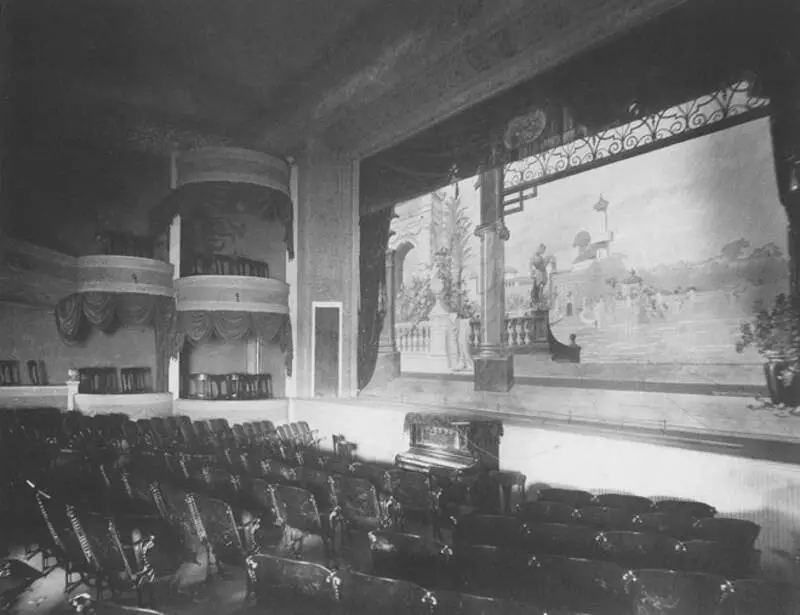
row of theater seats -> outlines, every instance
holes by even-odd
[[[793,588],[736,579],[750,574],[755,537],[742,542],[700,503],[551,489],[515,515],[470,510],[486,476],[359,461],[341,437],[324,451],[304,423],[25,411],[0,427],[4,524],[65,570],[66,589],[152,604],[167,580],[191,588],[228,569],[257,608],[295,612],[797,613]],[[670,522],[635,531],[646,515]],[[414,517],[429,535],[406,533]],[[323,561],[303,560],[309,534]],[[371,566],[357,568],[348,556],[363,534]]]

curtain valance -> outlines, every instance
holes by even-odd
[[[120,325],[152,325],[158,351],[175,329],[175,299],[137,293],[73,293],[58,302],[56,329],[67,344],[80,344],[95,327],[113,333]]]
[[[176,353],[187,341],[200,345],[213,338],[225,341],[256,338],[278,344],[285,357],[286,373],[292,375],[292,323],[287,314],[205,310],[178,312]]]

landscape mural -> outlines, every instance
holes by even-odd
[[[737,352],[736,341],[758,306],[788,291],[767,122],[544,184],[507,217],[506,318],[518,376],[763,386],[760,357]],[[471,369],[478,212],[477,178],[396,207],[405,371]],[[439,305],[434,291],[444,295]],[[563,343],[576,336],[580,364],[525,347],[516,319],[536,310],[549,312]],[[453,327],[447,363],[425,358],[430,315],[441,320],[442,311]]]

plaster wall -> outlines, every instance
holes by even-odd
[[[92,329],[79,346],[65,344],[56,330],[52,307],[0,303],[0,359],[20,361],[24,384],[25,362],[45,362],[52,384],[63,383],[67,370],[81,367],[149,367],[155,376],[155,333],[152,327],[122,327],[106,335]]]

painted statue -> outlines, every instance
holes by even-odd
[[[540,243],[530,261],[531,280],[533,280],[531,304],[534,307],[540,306],[547,299],[547,283],[555,269],[555,258],[547,256],[545,252],[547,246]]]

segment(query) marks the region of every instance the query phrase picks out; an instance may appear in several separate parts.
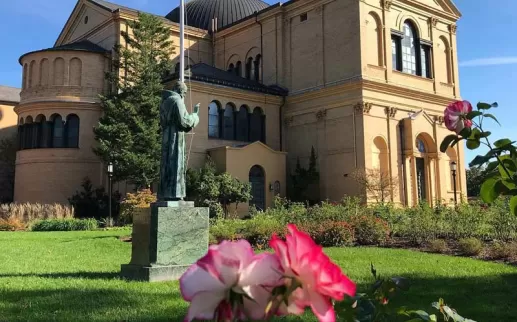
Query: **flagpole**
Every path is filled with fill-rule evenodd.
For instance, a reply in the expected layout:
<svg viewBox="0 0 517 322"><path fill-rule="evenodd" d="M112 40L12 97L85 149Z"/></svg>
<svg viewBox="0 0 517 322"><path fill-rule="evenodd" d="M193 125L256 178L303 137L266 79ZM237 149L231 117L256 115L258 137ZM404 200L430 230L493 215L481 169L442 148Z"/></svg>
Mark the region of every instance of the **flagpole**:
<svg viewBox="0 0 517 322"><path fill-rule="evenodd" d="M180 0L180 81L185 81L185 0Z"/></svg>

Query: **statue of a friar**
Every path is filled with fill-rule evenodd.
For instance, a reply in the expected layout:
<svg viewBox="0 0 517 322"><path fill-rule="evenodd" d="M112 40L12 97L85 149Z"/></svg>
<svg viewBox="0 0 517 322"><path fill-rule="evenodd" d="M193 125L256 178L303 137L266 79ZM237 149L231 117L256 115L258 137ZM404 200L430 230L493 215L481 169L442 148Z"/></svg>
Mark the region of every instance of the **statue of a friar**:
<svg viewBox="0 0 517 322"><path fill-rule="evenodd" d="M162 159L158 201L183 200L186 196L185 133L199 123L199 104L194 113L185 108L187 86L178 81L172 91L164 90L160 105Z"/></svg>

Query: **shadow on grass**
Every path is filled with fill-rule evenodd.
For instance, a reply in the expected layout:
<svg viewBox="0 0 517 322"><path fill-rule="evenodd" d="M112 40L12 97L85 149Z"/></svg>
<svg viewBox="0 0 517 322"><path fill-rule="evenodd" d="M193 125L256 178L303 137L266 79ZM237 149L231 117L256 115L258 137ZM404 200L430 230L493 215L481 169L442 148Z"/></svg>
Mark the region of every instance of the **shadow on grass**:
<svg viewBox="0 0 517 322"><path fill-rule="evenodd" d="M84 278L84 279L116 279L120 276L119 273L113 272L71 272L71 273L0 273L0 278L3 277L43 277L43 278Z"/></svg>
<svg viewBox="0 0 517 322"><path fill-rule="evenodd" d="M450 268L454 270L453 267ZM81 273L82 274L82 273ZM53 274L49 274L53 275ZM66 274L65 274L66 275ZM2 276L2 275L0 275ZM52 278L55 276L52 276ZM392 301L392 308L407 306L436 313L430 304L439 298L464 317L475 321L515 321L517 274L480 278L426 278L407 276L411 288ZM74 287L56 290L6 290L0 288L0 321L182 321L187 305L179 292L145 285L134 289ZM364 291L368 285L359 285ZM5 318L6 320L2 320ZM312 314L277 321L316 321Z"/></svg>

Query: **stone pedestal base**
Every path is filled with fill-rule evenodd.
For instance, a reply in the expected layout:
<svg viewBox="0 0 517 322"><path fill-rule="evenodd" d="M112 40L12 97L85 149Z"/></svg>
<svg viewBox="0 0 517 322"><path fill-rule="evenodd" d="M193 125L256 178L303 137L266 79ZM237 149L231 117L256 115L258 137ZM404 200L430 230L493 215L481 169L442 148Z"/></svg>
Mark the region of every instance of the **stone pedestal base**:
<svg viewBox="0 0 517 322"><path fill-rule="evenodd" d="M122 278L136 281L177 280L208 251L209 209L190 202L160 202L133 216L131 262Z"/></svg>

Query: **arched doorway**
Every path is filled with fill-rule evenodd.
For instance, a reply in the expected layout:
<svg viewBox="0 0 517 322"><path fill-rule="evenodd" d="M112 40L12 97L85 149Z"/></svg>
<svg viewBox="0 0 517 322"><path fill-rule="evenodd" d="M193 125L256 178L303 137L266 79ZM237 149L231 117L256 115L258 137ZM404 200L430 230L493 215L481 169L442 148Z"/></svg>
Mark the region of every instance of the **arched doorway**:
____
#### Your assignment
Pictures stay out of the copy; please restate every record above exactly.

#### Task response
row of theater seats -> outlines, every instance
holes by even-odd
[[[793,588],[736,579],[750,574],[755,537],[742,542],[700,503],[551,489],[515,515],[470,510],[486,476],[359,461],[341,437],[324,451],[304,423],[25,411],[0,427],[4,524],[65,570],[66,589],[152,604],[167,580],[191,588],[228,569],[257,608],[295,612],[797,613]],[[670,522],[635,531],[646,515]],[[414,517],[429,535],[406,533]],[[323,561],[303,560],[309,534]],[[371,566],[357,568],[348,556],[363,534]]]

curtain valance -> outlines, every instance
holes by even-odd
[[[120,325],[152,325],[158,351],[175,329],[175,299],[137,293],[73,293],[58,302],[56,329],[67,344],[80,344],[95,327],[113,333]]]
[[[176,353],[187,341],[200,345],[213,338],[225,341],[256,338],[278,344],[285,357],[286,373],[292,375],[292,323],[287,314],[205,310],[178,312]]]

landscape mural -> outlines, every instance
holes by even-odd
[[[737,352],[736,341],[758,306],[788,291],[767,122],[544,184],[507,217],[506,318],[518,376],[763,386],[760,357]],[[471,369],[478,212],[477,178],[396,207],[405,371]],[[439,305],[434,291],[444,295]],[[563,343],[576,336],[580,364],[525,347],[516,319],[536,310],[549,312]],[[453,327],[447,363],[425,358],[430,315],[441,320],[442,311]]]

plaster wall -> outlines, every instance
holes by even-odd
[[[92,329],[79,346],[65,344],[56,330],[52,307],[0,303],[0,359],[20,361],[24,384],[25,362],[45,362],[52,384],[63,383],[67,370],[81,367],[149,367],[155,376],[155,333],[152,327],[122,327],[106,335]]]

painted statue -> outlines, every instance
holes by even-odd
[[[540,243],[530,261],[531,280],[533,280],[531,304],[534,307],[540,306],[547,299],[547,283],[555,269],[555,258],[547,256],[545,252],[547,246]]]

segment(query) marks the region of every instance the query phrase picks out; an instance may appear in several separate parts.
Query: **flagpole**
Every path is filled with fill-rule evenodd.
For instance, a reply in the expected layout:
<svg viewBox="0 0 517 322"><path fill-rule="evenodd" d="M112 40L12 97L85 149Z"/></svg>
<svg viewBox="0 0 517 322"><path fill-rule="evenodd" d="M193 125L256 178L303 137L266 79ZM237 149L231 117L256 115L258 137ZM404 200L430 230L493 215L481 169L442 148Z"/></svg>
Mark the region of every instance of the **flagpole**:
<svg viewBox="0 0 517 322"><path fill-rule="evenodd" d="M180 0L180 81L185 81L185 0Z"/></svg>

Query: **statue of a friar**
Every path is filled with fill-rule evenodd.
For instance, a reply in the expected layout:
<svg viewBox="0 0 517 322"><path fill-rule="evenodd" d="M112 40L12 97L85 149Z"/></svg>
<svg viewBox="0 0 517 322"><path fill-rule="evenodd" d="M193 125L256 178L303 137L266 79ZM237 149L231 117L256 115L258 137ZM404 200L430 230L493 215L481 169L442 148Z"/></svg>
Mark the region of every instance of the **statue of a friar**:
<svg viewBox="0 0 517 322"><path fill-rule="evenodd" d="M162 159L158 201L183 200L186 196L185 133L199 123L199 104L194 113L185 108L187 86L178 81L172 91L164 90L160 105Z"/></svg>

Query: **shadow on grass**
Every path is filled with fill-rule evenodd.
For instance, a reply in the expected layout:
<svg viewBox="0 0 517 322"><path fill-rule="evenodd" d="M112 40L12 97L85 149Z"/></svg>
<svg viewBox="0 0 517 322"><path fill-rule="evenodd" d="M193 125L256 178L303 137L266 79ZM237 149L231 117L256 115L258 137ZM404 200L430 230L493 215L481 169L442 148Z"/></svg>
Mark the region of every instance of the **shadow on grass**:
<svg viewBox="0 0 517 322"><path fill-rule="evenodd" d="M84 278L84 279L116 279L120 276L119 273L113 272L71 272L71 273L0 273L0 278L3 277L43 277L43 278Z"/></svg>
<svg viewBox="0 0 517 322"><path fill-rule="evenodd" d="M450 268L454 270L453 267ZM81 273L82 274L82 273ZM53 274L49 274L53 275ZM66 274L65 274L66 275ZM2 276L2 275L0 275ZM52 278L55 276L52 276ZM392 301L392 308L407 306L436 313L430 304L439 298L464 317L475 321L515 321L517 274L480 278L426 278L407 276L411 288ZM74 287L56 290L6 290L0 288L0 321L182 321L187 305L179 292L145 285L134 289ZM364 291L368 285L359 285ZM5 318L6 320L2 320ZM312 314L277 321L316 321Z"/></svg>

Query: **stone pedestal base**
Every path is filled with fill-rule evenodd.
For instance, a reply in the expected layout:
<svg viewBox="0 0 517 322"><path fill-rule="evenodd" d="M112 40L12 97L85 149Z"/></svg>
<svg viewBox="0 0 517 322"><path fill-rule="evenodd" d="M193 125L256 178L303 137L266 79ZM237 149L231 117L256 115L258 137ZM404 200L430 230L493 215L481 169L442 148Z"/></svg>
Mark the region of every instance of the **stone pedestal base**:
<svg viewBox="0 0 517 322"><path fill-rule="evenodd" d="M122 278L136 281L177 280L208 251L209 209L190 202L160 202L133 216L131 262Z"/></svg>

Query: **arched doorway**
Every path is filled with fill-rule evenodd.
For instance, a reply in the expected layout:
<svg viewBox="0 0 517 322"><path fill-rule="evenodd" d="M112 40L12 97L85 149Z"/></svg>
<svg viewBox="0 0 517 322"><path fill-rule="evenodd" d="M193 125L256 178L303 137L266 79ZM237 149L231 117L256 115L258 137ZM404 200L430 230L493 215L481 169L442 148Z"/></svg>
Mark the region of every instance of the **arched doorway**:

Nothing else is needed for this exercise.